━━ SOURCE DATA ━━

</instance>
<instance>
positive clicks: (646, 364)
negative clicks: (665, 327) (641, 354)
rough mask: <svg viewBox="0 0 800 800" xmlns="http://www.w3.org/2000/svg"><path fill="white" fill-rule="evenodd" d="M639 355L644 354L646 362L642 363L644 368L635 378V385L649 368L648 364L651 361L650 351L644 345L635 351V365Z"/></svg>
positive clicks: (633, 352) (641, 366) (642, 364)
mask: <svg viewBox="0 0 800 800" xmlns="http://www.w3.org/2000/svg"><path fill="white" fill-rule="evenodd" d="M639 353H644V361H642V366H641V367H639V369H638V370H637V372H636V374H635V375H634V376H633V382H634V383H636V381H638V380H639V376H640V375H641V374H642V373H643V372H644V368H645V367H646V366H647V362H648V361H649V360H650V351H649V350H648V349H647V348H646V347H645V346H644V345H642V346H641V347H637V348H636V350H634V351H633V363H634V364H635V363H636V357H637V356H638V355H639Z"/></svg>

━━━

▸ EXERCISE PROMPT
Please write out the entries above in full, exactly as they read.

▸ EXERCISE OUTPUT
</instance>
<instance>
positive clicks: (646, 364)
negative clicks: (665, 327) (641, 354)
rough mask: <svg viewBox="0 0 800 800" xmlns="http://www.w3.org/2000/svg"><path fill="white" fill-rule="evenodd" d="M639 355L644 354L646 362L642 363L644 368L635 378V385L649 368L648 364L651 361L650 351L644 345L635 351V365Z"/></svg>
positive clicks: (633, 352) (641, 366) (642, 364)
mask: <svg viewBox="0 0 800 800" xmlns="http://www.w3.org/2000/svg"><path fill="white" fill-rule="evenodd" d="M639 353H644V361H642V366H641V367H639V369H638V370H637V372H636V374H635V375H634V376H633V382H634V383H636V381H638V380H639V376H640V375H641V374H642V373H643V372H644V368H645V367H646V366H647V362H648V361H649V360H650V351H649V350H648V349H647V348H646V347H645V346H644V345H642V346H641V347H637V348H636V350H634V351H633V363H634V364H635V363H636V357H637V356H638V355H639Z"/></svg>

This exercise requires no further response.